WHAT THE TASK ASKS: Down to the last line, retype the records below exactly and skip the pictures.

ENTRIES PROVIDED:
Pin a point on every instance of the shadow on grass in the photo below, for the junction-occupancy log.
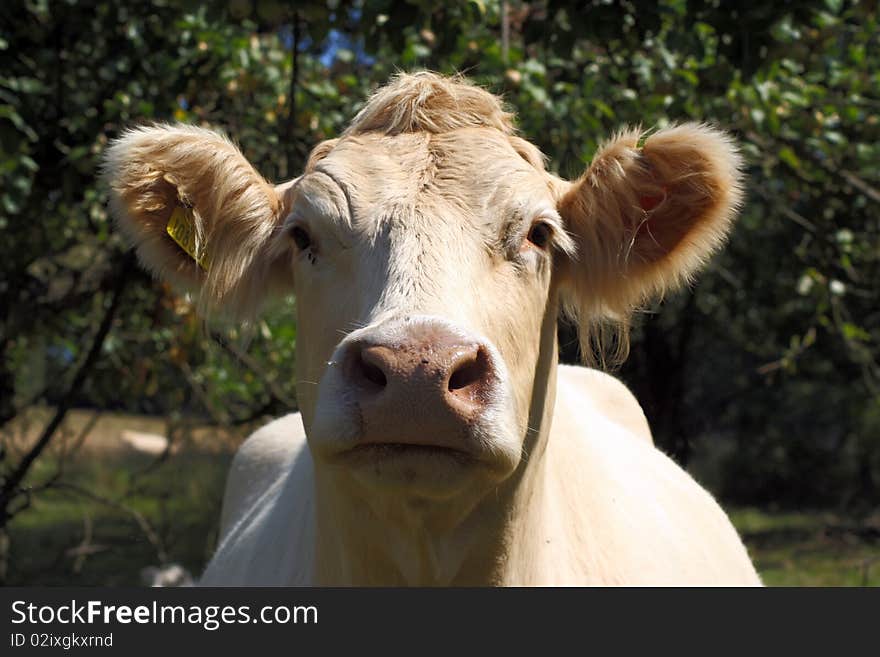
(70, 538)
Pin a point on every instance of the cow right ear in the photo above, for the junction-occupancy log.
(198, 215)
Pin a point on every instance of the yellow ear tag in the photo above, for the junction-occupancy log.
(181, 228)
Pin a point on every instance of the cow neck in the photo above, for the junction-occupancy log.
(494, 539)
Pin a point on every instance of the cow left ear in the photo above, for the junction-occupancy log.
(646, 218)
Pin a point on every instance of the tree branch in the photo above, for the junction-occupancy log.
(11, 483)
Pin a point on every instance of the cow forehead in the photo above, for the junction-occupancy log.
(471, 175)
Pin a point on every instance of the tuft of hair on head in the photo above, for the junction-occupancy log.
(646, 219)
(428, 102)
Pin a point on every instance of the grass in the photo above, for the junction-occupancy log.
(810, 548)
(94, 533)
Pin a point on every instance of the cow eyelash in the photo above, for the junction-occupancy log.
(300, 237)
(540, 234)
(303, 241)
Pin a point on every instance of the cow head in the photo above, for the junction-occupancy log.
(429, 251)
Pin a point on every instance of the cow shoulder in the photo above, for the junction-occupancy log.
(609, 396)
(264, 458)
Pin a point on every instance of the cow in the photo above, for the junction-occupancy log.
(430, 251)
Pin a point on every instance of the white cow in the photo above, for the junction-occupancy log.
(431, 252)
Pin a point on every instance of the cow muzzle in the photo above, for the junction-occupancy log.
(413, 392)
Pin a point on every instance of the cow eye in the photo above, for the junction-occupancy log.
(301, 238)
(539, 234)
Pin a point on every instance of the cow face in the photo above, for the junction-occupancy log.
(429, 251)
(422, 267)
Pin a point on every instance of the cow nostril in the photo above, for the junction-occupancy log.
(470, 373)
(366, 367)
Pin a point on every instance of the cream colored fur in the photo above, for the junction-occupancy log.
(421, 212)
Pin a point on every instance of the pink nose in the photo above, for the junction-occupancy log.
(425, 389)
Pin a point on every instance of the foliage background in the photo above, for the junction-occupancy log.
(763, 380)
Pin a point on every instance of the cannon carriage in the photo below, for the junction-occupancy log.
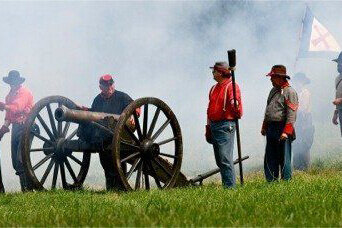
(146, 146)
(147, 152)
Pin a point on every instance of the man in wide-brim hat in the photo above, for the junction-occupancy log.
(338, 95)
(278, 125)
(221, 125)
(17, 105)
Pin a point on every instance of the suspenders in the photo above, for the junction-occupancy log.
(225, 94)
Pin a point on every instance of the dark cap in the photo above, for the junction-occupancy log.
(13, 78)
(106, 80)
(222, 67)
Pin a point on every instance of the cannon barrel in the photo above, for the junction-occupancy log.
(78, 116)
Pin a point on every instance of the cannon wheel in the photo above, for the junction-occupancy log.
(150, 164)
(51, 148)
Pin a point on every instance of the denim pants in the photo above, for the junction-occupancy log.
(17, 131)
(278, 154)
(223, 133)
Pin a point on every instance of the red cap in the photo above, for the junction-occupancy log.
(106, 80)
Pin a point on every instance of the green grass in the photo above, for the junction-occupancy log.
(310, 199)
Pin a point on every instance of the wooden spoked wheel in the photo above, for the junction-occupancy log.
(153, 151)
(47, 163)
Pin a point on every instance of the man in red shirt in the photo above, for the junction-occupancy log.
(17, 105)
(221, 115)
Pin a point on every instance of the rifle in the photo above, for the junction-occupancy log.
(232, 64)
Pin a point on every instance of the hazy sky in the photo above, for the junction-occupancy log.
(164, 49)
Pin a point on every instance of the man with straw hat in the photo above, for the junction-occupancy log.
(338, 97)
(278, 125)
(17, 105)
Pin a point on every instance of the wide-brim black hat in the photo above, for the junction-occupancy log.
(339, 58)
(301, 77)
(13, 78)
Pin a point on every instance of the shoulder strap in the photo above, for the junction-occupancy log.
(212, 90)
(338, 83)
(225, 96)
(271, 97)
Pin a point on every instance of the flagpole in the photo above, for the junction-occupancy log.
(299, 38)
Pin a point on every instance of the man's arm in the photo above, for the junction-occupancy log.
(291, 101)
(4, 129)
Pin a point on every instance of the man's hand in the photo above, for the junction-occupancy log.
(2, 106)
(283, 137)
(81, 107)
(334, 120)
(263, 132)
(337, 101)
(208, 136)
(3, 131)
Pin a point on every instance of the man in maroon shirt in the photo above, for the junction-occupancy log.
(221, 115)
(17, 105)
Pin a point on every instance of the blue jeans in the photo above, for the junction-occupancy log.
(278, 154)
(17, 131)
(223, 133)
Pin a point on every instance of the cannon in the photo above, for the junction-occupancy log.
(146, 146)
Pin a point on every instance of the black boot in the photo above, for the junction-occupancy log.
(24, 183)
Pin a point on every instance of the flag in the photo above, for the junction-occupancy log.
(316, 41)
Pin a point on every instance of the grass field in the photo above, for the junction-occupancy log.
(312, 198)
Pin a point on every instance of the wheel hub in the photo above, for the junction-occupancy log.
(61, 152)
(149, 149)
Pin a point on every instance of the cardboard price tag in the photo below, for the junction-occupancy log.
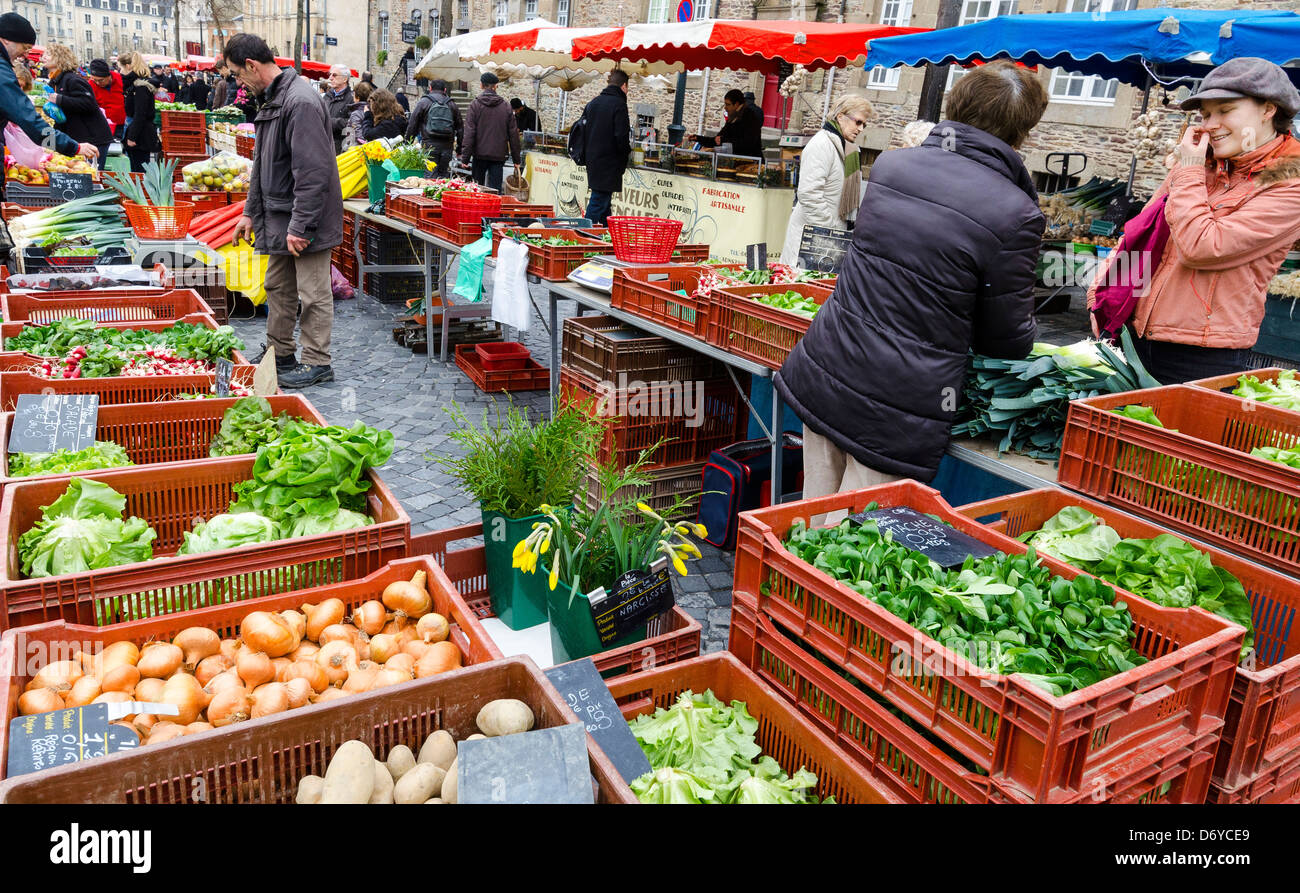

SOLUTION TO THE EXERCISE:
Pin a point on every instance of the shadow on grass in the photo below, for the junction-occupancy log.
(70, 538)
Pin a point on every instance of the cow right ear in the photo above, for the junction-occupancy log.
(198, 215)
Pin a point on every instance of the yellow ear tag in the photo above, for the junction-occupancy log.
(181, 228)
Pin a point on every instance of the cow neck in the photo above, for the junction-occupancy log.
(494, 539)
Pin a point on every instance of the cow left ear in the photo above, for the junction-occupancy log.
(646, 218)
Pin a point on every instance of the tree branch in the photo above, for the junction-occupancy log.
(11, 483)
Pin a point on every instance of the cow forehead in the photo above, for the junction-occupancy log.
(471, 175)
Pin a point on every instance of the tuft of hair on head in the photo above, for the junction-occupancy log.
(646, 219)
(428, 102)
Pin a point on every instance of the grass in the photo above, for the junction-occupancy log.
(810, 548)
(94, 533)
Pin a point on every instance of the cow eyelash in the photo above, for the junction-occupancy log.
(300, 237)
(540, 234)
(303, 241)
Pin a point on every instance of the cow head in the photo above, for the junction-occupancy log.
(429, 251)
Pin a point on every instance of the cow shoulder in the photo above, for the junction-occupancy log.
(609, 396)
(264, 458)
Pin a point on every instance of the cow in the photo above, for the junction-occupancy log.
(430, 251)
Pin a point on every instance of the white cow in the photo above, for the junction-occupancy log.
(431, 252)
Pin a point on every instance of the cow muzzle in the photo above, for the junction-occupancy log.
(413, 392)
Pin a point on every instance of the cow eye in the photo above, for the junction-occupancy log.
(301, 238)
(539, 234)
Pin a point on every instance of the cow face in the photo above, for the junction-occupancy log.
(429, 251)
(422, 267)
Pin a point on every instance of the cow nostril in the photo above, for the junction-occupancy log.
(470, 373)
(366, 367)
Pin a point on every instance of the cream colored fur in the photo above, for the junction-occupancy log.
(421, 212)
Pin a point on every instance of the pink nose in the photo above, for the junction-occupancy log.
(425, 389)
Pin a point on every instance of the foliage background in the photo above, for the junction-occupancy log.
(763, 380)
Pin a point on every instance of the cannon carriage in the photo below, for the junction-occupancy log.
(146, 146)
(147, 152)
Pin a point on every instance of the man in wide-brim hat in the photo above, for the junction-occupancy log.
(338, 95)
(278, 125)
(221, 125)
(17, 105)
Pin a point on every instance of the suspenders in the photo above, for the junction-occupancy log.
(225, 94)
Pin a point on every instance of the dark cap in the photo above, for the junction-occupancy log.
(13, 78)
(106, 80)
(222, 67)
Pin a point on every instance of the cannon barrel in the photo above, for the junction-occupancy log.
(78, 116)
Pin a point on every instance of the cannon wheel in the photo above, for the junction-occupancy log.
(150, 164)
(51, 148)
Pin a point on every instance of the denim pants in the photo above, for the junction-occupancy log.
(17, 131)
(278, 154)
(223, 133)
Pin a point on every instance of the red cap in the photo above, for the junction-occupancy log.
(106, 80)
Pin a point on every instance of the green grass in the photo above, for the junction-occupancy log.
(310, 199)
Pin a point on every instance of the wooden spoked wheel in the photo above, for the junction-occupancy log.
(153, 151)
(47, 163)
Pin a point on every instance of the man in red shirt in the photo above, for the junction-occupancy log.
(17, 105)
(221, 115)
Pin a point on every instance of the rifle in the photo above, for the junction-occupancy log.
(232, 64)
Pin a point on every instance of the hazy sky in the photo above, for the junction-occupancy log.
(164, 49)
Pin a point on every instance of the man with straw hat in the photo above, for the junction-occupancy log.
(338, 97)
(278, 125)
(17, 105)
Pin a point on every instance of the wide-brim black hat in the photo above, for the junction-occupancy log.
(339, 58)
(301, 77)
(13, 78)
Pin a point on every instance of the shoulder strap in the photo above, for the junction-occupancy log.
(212, 90)
(338, 83)
(225, 96)
(271, 97)
Pin a point on every instance of the flagpole in the photo above, for the junction-occupancy log.
(299, 38)
Pin a point on every instance of the man's arm in the photo above, for the junction-occupancy log.
(291, 101)
(4, 129)
Pin a point on every instance of the man's hand in the photo above, for the junction-occupancy log.
(2, 106)
(283, 137)
(81, 107)
(334, 120)
(263, 132)
(337, 101)
(208, 136)
(3, 131)
Pin a point on every instance of the man in maroon shirt in the photo above, for the junction-occupancy log.
(221, 115)
(17, 105)
Pin a point on every instance of the blue jeans in the photo above, for the junction-occupancy log.
(278, 154)
(17, 131)
(223, 133)
Pin a point on every instance of the cannon in the photo above, for the junction-occupancy log.
(146, 146)
Pin a point on every instance of the black boot in the photo above, for the junction-occupancy log.
(24, 183)
Pin a point on every instance of the flag in the photo above, for the junction-occupancy log.
(316, 41)
Pin a point on every instance of the grass field in the photo above, for the junction-occupancy log.
(312, 198)
Pin a point on every instance of the wheel hub in the photo above, for the junction-occupancy log.
(61, 152)
(149, 149)
Pin a point on every instance of the cardboard price tag in the photo below, for the junction-occupancy log.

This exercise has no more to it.